**TASK BRIEF**
Filter the items below and copy each line that contains the string "jacket".

[start of RECORDS TO PROCESS]

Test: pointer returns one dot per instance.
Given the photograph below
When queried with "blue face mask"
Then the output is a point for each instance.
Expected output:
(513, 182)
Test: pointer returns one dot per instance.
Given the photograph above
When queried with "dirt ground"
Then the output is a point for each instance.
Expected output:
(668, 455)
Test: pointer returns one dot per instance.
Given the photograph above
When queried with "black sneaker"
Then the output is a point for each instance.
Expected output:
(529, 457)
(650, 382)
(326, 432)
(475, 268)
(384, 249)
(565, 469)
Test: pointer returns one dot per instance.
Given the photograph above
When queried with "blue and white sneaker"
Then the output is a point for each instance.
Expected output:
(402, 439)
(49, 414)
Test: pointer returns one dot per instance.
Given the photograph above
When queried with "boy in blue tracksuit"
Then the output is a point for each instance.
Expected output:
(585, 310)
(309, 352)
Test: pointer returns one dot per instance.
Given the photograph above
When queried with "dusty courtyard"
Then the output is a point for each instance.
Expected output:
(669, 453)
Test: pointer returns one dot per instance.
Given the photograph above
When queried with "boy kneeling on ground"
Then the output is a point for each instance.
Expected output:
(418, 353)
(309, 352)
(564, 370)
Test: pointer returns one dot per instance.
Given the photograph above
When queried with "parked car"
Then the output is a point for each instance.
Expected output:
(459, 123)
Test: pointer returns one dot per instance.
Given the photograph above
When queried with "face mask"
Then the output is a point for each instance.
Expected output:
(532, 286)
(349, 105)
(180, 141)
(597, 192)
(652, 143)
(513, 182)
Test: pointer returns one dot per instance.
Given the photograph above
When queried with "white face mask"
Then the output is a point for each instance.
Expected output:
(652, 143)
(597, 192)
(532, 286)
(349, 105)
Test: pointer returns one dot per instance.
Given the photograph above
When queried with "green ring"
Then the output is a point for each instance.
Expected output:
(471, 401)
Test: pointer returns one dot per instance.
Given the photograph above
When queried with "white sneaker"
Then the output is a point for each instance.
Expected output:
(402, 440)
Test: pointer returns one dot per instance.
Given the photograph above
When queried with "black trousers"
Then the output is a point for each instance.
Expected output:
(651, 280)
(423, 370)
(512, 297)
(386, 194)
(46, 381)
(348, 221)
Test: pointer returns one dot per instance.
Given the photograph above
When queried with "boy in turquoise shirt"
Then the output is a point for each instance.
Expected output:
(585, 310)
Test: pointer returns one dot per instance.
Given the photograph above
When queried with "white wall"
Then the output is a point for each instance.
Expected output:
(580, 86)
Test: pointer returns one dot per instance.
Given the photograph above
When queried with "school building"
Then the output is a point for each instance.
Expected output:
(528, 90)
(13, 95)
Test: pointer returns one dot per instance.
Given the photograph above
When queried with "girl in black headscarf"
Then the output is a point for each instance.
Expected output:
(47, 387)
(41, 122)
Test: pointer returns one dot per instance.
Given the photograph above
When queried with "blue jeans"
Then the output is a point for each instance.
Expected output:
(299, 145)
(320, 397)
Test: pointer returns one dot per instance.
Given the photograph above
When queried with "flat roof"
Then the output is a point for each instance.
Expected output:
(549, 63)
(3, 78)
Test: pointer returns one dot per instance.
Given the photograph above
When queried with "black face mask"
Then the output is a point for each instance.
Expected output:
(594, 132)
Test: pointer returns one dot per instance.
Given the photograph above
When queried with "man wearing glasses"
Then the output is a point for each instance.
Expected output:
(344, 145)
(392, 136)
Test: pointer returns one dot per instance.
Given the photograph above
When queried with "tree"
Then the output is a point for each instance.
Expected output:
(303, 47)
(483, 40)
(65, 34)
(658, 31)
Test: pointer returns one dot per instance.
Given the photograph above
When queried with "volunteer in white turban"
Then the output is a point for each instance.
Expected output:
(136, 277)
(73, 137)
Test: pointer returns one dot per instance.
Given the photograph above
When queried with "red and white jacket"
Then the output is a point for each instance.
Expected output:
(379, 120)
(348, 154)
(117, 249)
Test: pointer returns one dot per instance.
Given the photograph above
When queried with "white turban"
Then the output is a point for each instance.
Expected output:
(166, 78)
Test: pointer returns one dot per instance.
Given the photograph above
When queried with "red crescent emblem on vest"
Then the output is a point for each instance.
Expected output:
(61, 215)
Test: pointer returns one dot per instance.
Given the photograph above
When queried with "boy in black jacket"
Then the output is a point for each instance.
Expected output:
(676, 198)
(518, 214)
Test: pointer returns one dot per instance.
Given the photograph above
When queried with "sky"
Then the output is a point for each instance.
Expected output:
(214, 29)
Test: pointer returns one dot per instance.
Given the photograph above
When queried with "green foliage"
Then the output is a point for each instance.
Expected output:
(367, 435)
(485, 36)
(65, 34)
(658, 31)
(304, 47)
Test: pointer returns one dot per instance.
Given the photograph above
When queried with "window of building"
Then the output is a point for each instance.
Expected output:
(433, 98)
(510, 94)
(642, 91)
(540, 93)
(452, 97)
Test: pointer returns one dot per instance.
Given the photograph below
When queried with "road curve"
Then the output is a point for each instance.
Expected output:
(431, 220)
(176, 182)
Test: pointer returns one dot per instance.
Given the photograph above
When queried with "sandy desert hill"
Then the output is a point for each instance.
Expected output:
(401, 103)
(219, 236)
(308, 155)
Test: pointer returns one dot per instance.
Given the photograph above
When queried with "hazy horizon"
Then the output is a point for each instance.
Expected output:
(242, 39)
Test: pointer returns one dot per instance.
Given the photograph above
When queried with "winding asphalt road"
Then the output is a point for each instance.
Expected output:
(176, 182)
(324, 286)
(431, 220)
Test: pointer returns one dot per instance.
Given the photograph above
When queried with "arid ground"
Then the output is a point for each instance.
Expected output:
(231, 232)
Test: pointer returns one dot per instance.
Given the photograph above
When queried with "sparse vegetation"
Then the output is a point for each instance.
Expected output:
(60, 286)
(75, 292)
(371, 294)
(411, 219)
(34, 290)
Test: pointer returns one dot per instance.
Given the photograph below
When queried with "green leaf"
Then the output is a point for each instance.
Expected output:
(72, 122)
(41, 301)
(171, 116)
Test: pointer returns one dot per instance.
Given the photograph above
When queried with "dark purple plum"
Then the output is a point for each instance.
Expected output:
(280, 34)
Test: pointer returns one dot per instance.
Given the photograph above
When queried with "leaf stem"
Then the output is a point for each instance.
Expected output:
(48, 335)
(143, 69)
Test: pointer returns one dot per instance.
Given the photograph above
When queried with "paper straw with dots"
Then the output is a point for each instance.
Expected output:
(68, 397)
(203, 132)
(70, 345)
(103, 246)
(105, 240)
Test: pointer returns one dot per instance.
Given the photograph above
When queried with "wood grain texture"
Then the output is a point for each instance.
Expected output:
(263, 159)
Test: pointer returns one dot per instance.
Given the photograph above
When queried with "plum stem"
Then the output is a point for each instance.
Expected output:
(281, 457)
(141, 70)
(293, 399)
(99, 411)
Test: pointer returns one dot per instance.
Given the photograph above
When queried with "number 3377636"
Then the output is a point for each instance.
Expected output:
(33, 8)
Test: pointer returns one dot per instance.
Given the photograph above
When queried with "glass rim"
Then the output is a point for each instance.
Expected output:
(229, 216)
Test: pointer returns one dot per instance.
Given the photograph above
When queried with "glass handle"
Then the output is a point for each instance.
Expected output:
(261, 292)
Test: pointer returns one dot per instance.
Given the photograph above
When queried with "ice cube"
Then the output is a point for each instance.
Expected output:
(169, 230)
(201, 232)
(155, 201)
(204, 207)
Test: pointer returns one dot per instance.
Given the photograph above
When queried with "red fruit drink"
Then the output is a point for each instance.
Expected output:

[end of RECORDS TO PROCESS]

**RIGHT ANSWER**
When queried with "red and white jacket"
When queried with "boy in black jacket"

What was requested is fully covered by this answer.